>> START Text segment

Theory suggests two opposite effects:
If labour is used to appropriate resources violently, higher wages may lower conflict by reducing labour supplied to appropriation. This is the opportunity cost effect.
Alternatively, a rise in contestable income may increase violence by raising gains from appropriation. This is the rapacity effect.
Our article exploits exogenous price shocks in international commodity markets and a rich dataset on civil war in Colombia to assess how different income shocks affect conflict.
We examine changes in the price of agricultural goods (which are labour intensive) as well as natural resources (which are not). We focus on Colombia’s two largest exports, coffee and oil.
We find that a sharp fall in coffee prices during the 1990s lowered wages and increased violence differentially in municipalities cultivating more coffee. This is consistent with the coffee shock inducing an opportunity cost effect.
In contrast, a rise in oil prices increased both municipal revenue and violence differentially in the oil region. This is consistent with the oil shock inducing a rapacity effect.
We also show that this pattern holds in six other agricultural and natural resource sectors, providing evidence that price shocks affect conflict in different directions depending on the type of the commodity.
Civil wars have affected more than one-third of the world’s developing nations (Lacina and Gleditsch, 2005).
Yet little is understood about the channels through which income shocks perpetuate armed conflict.
Indeed, the relationship between income and conflict is theoretically ambiguous:
On the one hand, a rise in income may reduce conflict by increasing wages and reducing labour supplied to criminal or conflict activity (Becker, 1968; Grossman, 1991).
This notion, that wages represent the opportunity cost of fighting, is consistent with previous cross country evidence that growth reduces the risk of civil war (Collier and Hoeffler, 1998, 2004; Fearon and Laitin, 2003; Miguel et al., 2004).
On the other hand, more income means there is more to fight over (Hirshleifer, 1991; Grossman, 1999).
Accordingly, a rise in income may increase conflict by raising the return to predation and promoting rapacity over these resources.
This form of predation is held as an explanation for why exporters of oil and other natural resources face a higher probability of experiencing civil war (Fearon, 2005).
The existence of two opposing influences, opportunity cost and rapacity, suggests that some income shocks may mitigate conflict, whereas other shocks exacerbate it, depending on the relative strength of the two effects.
In this article, we demonstrate that some types of income shocks increase conflict, whereas others reduce it.
We focus on exogenous income shocks induced by movements in world commodity prices, and estimate how these shocks have affected civil war dynamics in Colombia.
We employ a unique event-based dataset which records four measures of violence including:
guerrilla attacks
paramilitary attacks
clashes
war-related casualties
in over 950 municipalities from 1988 to 2005.
Our empirical strategy interacts the exogenous international commodity price with the amount of the commodity produced in each municipality.

>> END Text segment
>> START Supplied records

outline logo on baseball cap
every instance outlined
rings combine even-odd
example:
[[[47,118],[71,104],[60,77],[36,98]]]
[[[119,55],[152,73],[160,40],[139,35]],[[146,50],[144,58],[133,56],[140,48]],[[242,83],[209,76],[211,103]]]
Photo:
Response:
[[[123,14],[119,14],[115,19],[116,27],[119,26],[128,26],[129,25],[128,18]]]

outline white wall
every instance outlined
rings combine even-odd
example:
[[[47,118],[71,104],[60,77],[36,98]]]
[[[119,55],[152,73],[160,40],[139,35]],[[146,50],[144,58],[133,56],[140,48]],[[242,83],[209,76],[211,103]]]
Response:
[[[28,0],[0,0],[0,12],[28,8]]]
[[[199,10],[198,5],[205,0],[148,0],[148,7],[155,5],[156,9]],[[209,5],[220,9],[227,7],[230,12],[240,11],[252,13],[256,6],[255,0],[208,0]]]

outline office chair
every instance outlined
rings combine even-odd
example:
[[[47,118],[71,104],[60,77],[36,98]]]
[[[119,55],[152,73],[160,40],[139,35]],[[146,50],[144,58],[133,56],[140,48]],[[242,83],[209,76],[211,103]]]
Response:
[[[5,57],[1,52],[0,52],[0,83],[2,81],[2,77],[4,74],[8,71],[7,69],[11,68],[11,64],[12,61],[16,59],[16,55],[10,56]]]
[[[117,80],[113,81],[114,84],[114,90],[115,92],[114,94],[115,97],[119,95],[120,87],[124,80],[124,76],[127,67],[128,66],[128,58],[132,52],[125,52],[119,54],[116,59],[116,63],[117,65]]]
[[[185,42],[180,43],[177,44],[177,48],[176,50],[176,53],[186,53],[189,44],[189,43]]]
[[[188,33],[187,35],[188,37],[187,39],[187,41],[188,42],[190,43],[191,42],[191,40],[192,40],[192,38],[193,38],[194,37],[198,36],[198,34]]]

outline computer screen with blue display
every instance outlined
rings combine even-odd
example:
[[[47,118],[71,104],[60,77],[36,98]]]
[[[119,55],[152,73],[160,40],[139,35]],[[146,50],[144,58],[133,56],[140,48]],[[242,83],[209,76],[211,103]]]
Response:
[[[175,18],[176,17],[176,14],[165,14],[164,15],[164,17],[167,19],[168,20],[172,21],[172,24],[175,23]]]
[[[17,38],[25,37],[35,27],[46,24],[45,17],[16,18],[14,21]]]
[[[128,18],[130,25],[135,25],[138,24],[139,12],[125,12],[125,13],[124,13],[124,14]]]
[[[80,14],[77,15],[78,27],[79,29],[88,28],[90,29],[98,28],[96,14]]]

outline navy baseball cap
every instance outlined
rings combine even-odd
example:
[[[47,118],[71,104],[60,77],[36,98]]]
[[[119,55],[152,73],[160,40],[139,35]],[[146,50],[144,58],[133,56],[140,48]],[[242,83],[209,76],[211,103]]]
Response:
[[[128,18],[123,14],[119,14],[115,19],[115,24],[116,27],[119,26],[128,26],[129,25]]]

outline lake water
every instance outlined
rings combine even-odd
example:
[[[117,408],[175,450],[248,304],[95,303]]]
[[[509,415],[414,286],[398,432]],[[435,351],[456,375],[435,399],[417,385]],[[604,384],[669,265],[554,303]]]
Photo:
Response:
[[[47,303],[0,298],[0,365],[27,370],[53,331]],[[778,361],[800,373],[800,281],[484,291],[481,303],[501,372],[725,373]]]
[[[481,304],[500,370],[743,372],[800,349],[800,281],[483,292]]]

>> END Supplied records

## Exercise requirements
**A.** According to the text on income shocks and civil war, which two of Colombia's exports does the study focus on?
**B.** Arrange the listing from the line with "outline computer screen with blue display" through the end of the listing as a Markdown table with the columns Row and Line, and leave out blank lines.
The text and the listing are separate materials.

## Responses to the tasks
**A.** Coffee and oil.

**B.**
| Row | Line |
|---|---|
| 1 | outline computer screen with blue display |
| 2 | every instance outlined |
| 3 | rings combine even-odd |
| 4 | example: |
| 5 | [[[47,118],[71,104],[60,77],[36,98]]] |
| 6 | [[[119,55],[152,73],[160,40],[139,35]],[[146,50],[144,58],[133,56],[140,48]],[[242,83],[209,76],[211,103]]] |
| 7 | Response: |
| 8 | [[[175,18],[176,17],[176,14],[165,14],[164,15],[164,17],[167,19],[168,20],[172,21],[172,24],[175,23]]] |
| 9 | [[[17,38],[25,37],[35,27],[46,24],[45,17],[16,18],[14,21]]] |
| 10 | [[[128,18],[130,25],[135,25],[138,24],[139,12],[125,12],[125,13],[124,13],[124,14]]] |
| 11 | [[[80,14],[77,15],[78,27],[79,29],[88,28],[90,29],[98,28],[96,14]]] |
| 12 | outline navy baseball cap |
| 13 | every instance outlined |
| 14 | rings combine even-odd |
| 15 | example: |
| 16 | [[[47,118],[71,104],[60,77],[36,98]]] |
| 17 | [[[119,55],[152,73],[160,40],[139,35]],[[146,50],[144,58],[133,56],[140,48]],[[242,83],[209,76],[211,103]]] |
| 18 | Response: |
| 19 | [[[128,18],[123,14],[119,14],[115,19],[115,24],[116,27],[119,26],[128,26],[129,25]]] |
| 20 | outline lake water |
| 21 | every instance outlined |
| 22 | rings combine even-odd |
| 23 | example: |
| 24 | [[[117,408],[175,450],[248,304],[95,303]]] |
| 25 | [[[509,415],[414,286],[398,432]],[[435,351],[456,375],[435,399],[417,385]],[[604,384],[669,265],[554,303]]] |
| 26 | Photo: |
| 27 | Response: |
| 28 | [[[47,303],[0,298],[0,365],[27,370],[53,331]],[[778,361],[800,373],[800,281],[484,291],[481,303],[501,372],[725,373]]] |
| 29 | [[[481,304],[500,370],[743,372],[800,349],[800,281],[483,292]]] |